### TEXT PASSAGE
•••
Baudhāyana also makes repeated references to the Sannyasa (ascetic) stage and its behavioral focus, such as in verses II.13.7 and 11.18.13. This reference, Olivelle states, is found in many early to mid 1st millennium BC texts, and is clearly from gnomic poetry about an established ascetic tradition by the time Baudhayana Dharmasutra and other texts were written. Katha Upanishad, in hymns 2.1–2.2 contrasts the human feeling of pleasant (preyas, प्रेयस्) with that of bliss (sreyas, श्रेयस्), praising the latter. The hymns of Rig Veda in Book 10 Chapter 136, mention Muni (मुनि, monks, mendicants, holy man), with characteristics that mirror those found in later concepts of renunication-practising, Moksha-motivated ascetics (Sannyasins and Sannyasinis). These Muni are said to be Kesins (केशिन्, long haired) wearing Mala clothes (मल, dirty, soil-colored, yellow, orange, saffron) and engaged in the affairs of Mananat (mind, meditation).

केश्यग्निं केशी विषं केशी बिभर्ति रोदसी । केशी विश्वं स्वर्दृशे केशीदं ज्योतिरुच्यते ॥१॥

मुनयो वातरशनाः पिशङ्गा वसते मला । वातस्यानु ध्राजिं यन्ति यद्देवासो अविक्षत ॥२॥

He with the long loose locks (of hair) supports Agni, and moisture, heaven, and earth; He is all sky to look upon: he with long hair is called this light. The Munis, girdled with the wind, wear garments of soil hue; They, following the wind's swift course go where the Gods have gone before.
— Rig Veda, Hymn 10.CXXXVI.1–2

Scharfe states, "there are abundant references both to the trivarga and caturvarga in Hindu literature throughout the ages".
•••
### TASK DATA
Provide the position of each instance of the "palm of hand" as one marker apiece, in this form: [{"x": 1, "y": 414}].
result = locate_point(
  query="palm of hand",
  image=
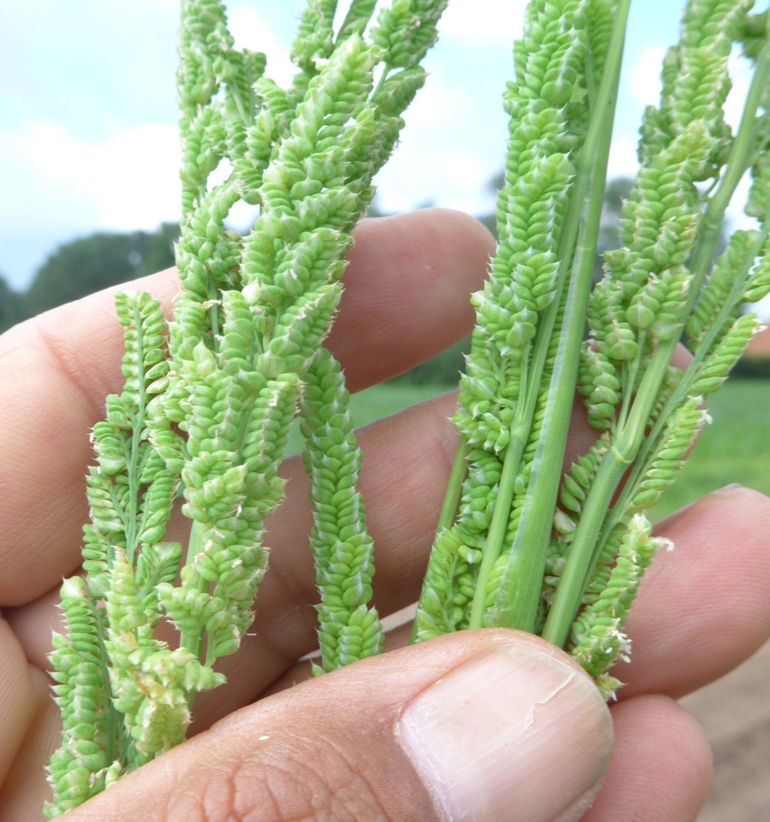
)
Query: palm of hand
[{"x": 701, "y": 610}]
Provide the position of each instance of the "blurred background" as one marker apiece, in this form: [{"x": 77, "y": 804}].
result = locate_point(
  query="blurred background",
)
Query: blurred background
[{"x": 89, "y": 193}]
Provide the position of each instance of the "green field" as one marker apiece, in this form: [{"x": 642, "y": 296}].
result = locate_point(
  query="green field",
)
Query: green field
[{"x": 734, "y": 448}]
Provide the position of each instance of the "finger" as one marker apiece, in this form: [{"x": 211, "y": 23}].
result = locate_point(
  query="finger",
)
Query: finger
[
  {"x": 702, "y": 608},
  {"x": 406, "y": 299},
  {"x": 405, "y": 468},
  {"x": 19, "y": 698},
  {"x": 661, "y": 765},
  {"x": 25, "y": 788},
  {"x": 479, "y": 725}
]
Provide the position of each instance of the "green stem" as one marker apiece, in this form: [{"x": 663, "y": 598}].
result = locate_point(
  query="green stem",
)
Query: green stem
[
  {"x": 193, "y": 640},
  {"x": 519, "y": 434},
  {"x": 585, "y": 548},
  {"x": 519, "y": 596},
  {"x": 133, "y": 461},
  {"x": 739, "y": 160},
  {"x": 454, "y": 487}
]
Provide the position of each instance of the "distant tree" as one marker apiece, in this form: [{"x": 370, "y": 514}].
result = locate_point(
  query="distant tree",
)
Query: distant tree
[
  {"x": 12, "y": 306},
  {"x": 100, "y": 260}
]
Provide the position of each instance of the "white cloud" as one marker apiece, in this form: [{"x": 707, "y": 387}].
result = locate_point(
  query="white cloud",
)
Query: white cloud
[
  {"x": 740, "y": 74},
  {"x": 622, "y": 160},
  {"x": 126, "y": 182},
  {"x": 252, "y": 32},
  {"x": 645, "y": 76},
  {"x": 482, "y": 22}
]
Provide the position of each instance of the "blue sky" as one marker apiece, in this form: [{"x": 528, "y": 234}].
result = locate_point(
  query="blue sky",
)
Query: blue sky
[{"x": 88, "y": 130}]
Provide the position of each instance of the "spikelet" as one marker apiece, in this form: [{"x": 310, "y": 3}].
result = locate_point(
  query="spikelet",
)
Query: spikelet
[
  {"x": 78, "y": 769},
  {"x": 678, "y": 437},
  {"x": 349, "y": 628},
  {"x": 597, "y": 638}
]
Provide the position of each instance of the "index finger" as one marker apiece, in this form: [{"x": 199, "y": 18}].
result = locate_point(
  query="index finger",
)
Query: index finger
[{"x": 406, "y": 299}]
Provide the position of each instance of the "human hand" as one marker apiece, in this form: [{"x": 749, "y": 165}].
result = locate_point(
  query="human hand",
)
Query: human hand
[{"x": 477, "y": 725}]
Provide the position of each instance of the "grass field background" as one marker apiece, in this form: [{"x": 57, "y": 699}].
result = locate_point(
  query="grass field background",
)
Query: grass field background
[{"x": 734, "y": 448}]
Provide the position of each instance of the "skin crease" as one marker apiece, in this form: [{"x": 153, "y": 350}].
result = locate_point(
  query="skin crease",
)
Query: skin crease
[{"x": 701, "y": 610}]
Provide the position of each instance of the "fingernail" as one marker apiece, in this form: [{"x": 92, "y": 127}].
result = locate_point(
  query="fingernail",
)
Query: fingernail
[
  {"x": 727, "y": 488},
  {"x": 516, "y": 734}
]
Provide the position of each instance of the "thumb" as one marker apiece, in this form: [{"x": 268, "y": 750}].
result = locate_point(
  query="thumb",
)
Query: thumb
[{"x": 488, "y": 724}]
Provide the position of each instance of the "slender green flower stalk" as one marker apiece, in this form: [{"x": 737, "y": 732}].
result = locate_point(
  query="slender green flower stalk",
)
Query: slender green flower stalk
[
  {"x": 207, "y": 408},
  {"x": 204, "y": 416},
  {"x": 512, "y": 547}
]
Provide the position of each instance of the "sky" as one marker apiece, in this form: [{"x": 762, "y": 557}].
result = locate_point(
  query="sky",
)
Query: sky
[{"x": 88, "y": 127}]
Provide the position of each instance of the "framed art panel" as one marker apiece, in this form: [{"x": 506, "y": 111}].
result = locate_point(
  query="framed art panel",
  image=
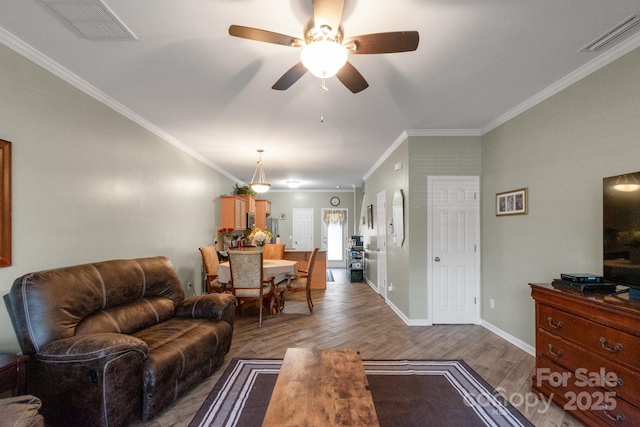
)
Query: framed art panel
[{"x": 513, "y": 202}]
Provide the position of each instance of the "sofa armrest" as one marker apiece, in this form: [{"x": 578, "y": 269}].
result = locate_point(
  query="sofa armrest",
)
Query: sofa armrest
[
  {"x": 92, "y": 379},
  {"x": 90, "y": 347},
  {"x": 214, "y": 306}
]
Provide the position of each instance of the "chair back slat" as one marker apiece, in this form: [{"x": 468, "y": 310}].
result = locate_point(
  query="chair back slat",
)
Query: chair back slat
[
  {"x": 273, "y": 251},
  {"x": 311, "y": 264},
  {"x": 246, "y": 269},
  {"x": 210, "y": 260}
]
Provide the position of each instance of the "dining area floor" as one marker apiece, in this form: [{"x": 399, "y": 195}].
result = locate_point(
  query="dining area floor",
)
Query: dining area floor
[{"x": 353, "y": 315}]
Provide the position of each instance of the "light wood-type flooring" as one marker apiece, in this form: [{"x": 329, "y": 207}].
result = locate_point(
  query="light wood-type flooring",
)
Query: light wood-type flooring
[{"x": 354, "y": 315}]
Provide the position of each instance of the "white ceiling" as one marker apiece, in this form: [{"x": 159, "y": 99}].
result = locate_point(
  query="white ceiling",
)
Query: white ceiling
[{"x": 479, "y": 62}]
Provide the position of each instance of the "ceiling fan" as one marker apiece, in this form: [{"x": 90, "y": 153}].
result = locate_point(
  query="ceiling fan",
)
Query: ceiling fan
[{"x": 325, "y": 50}]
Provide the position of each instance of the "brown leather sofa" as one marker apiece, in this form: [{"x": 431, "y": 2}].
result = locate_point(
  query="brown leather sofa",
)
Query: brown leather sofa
[{"x": 116, "y": 340}]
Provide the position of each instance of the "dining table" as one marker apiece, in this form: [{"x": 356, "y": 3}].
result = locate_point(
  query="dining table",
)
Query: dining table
[{"x": 276, "y": 268}]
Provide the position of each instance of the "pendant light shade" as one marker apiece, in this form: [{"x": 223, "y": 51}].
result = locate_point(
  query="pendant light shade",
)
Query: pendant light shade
[{"x": 261, "y": 185}]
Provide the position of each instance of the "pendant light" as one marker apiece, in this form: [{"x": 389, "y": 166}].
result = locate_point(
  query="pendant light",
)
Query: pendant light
[{"x": 261, "y": 185}]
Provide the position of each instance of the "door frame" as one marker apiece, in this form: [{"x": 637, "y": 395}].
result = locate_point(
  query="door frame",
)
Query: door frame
[
  {"x": 345, "y": 237},
  {"x": 293, "y": 227},
  {"x": 381, "y": 201},
  {"x": 478, "y": 288}
]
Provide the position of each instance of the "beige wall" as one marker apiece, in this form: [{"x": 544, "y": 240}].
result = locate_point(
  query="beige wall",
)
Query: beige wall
[
  {"x": 560, "y": 150},
  {"x": 90, "y": 185},
  {"x": 421, "y": 157},
  {"x": 283, "y": 202}
]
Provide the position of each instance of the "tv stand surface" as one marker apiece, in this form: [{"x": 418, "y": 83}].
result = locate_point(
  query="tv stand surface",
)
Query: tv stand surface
[{"x": 588, "y": 354}]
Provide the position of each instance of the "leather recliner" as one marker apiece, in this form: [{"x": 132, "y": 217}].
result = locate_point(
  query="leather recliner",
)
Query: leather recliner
•••
### CHALLENGES
[1] Transcribe the passage on the Sannyasa stage and early ascetic tradition word for word, from its first line to its last.
[2] Show each line of the records in which the string "spikelet" occurs, treating uppercase and lowercase as different.
The text and the records come from separate sources.

### ANSWERS FOR THE EXERCISE
[1]
Baudhāyana also makes repeated references to the Sannyasa (ascetic) stage and its behavioral focus, such as in verses II.13.7 and 11.18.13. This reference, Olivelle states, is found in many early to mid 1st millennium BC texts, and is clearly from gnomic poetry about an established ascetic tradition by the time Baudhayana Dharmasutra and other texts were written. Katha Upanishad, in hymns 2.1–2.2 contrasts the human feeling of pleasant (preyas, प्रेयस्) with that of bliss (sreyas, श्रेयस्), praising the latter. The hymns of Rig Veda in Book 10 Chapter 136, mention Muni (मुनि, monks, mendicants, holy man), with characteristics that mirror those found in later concepts of renunication-practising, Moksha-motivated ascetics (Sannyasins and Sannyasinis). These Muni are said to be Kesins (केशिन्, long haired) wearing Mala clothes (मल, dirty, soil-colored, yellow, orange, saffron) and engaged in the affairs of Mananat (mind, meditation).

केश्यग्निं केशी विषं केशी बिभर्ति रोदसी । केशी विश्वं स्वर्दृशे केशीदं ज्योतिरुच्यते ॥१॥

मुनयो वातरशनाः पिशङ्गा वसते मला । वातस्यानु ध्राजिं यन्ति यद्देवासो अविक्षत ॥२॥

He with the long loose locks (of hair) supports Agni, and moisture, heaven, and earth; He is all sky to look upon: he with long hair is called this light. The Munis, girdled with the wind, wear garments of soil hue; They, following the wind's swift course go where the Gods have gone before.
— Rig Veda, Hymn 10.CXXXVI.1–2

Scharfe states, "there are abundant references both to the trivarga and caturvarga in Hindu literature throughout the ages".

[2]
Provide the position of each instance of the "spikelet" as one marker apiece, in this form: [{"x": 310, "y": 3}].
  query="spikelet",
Query: spikelet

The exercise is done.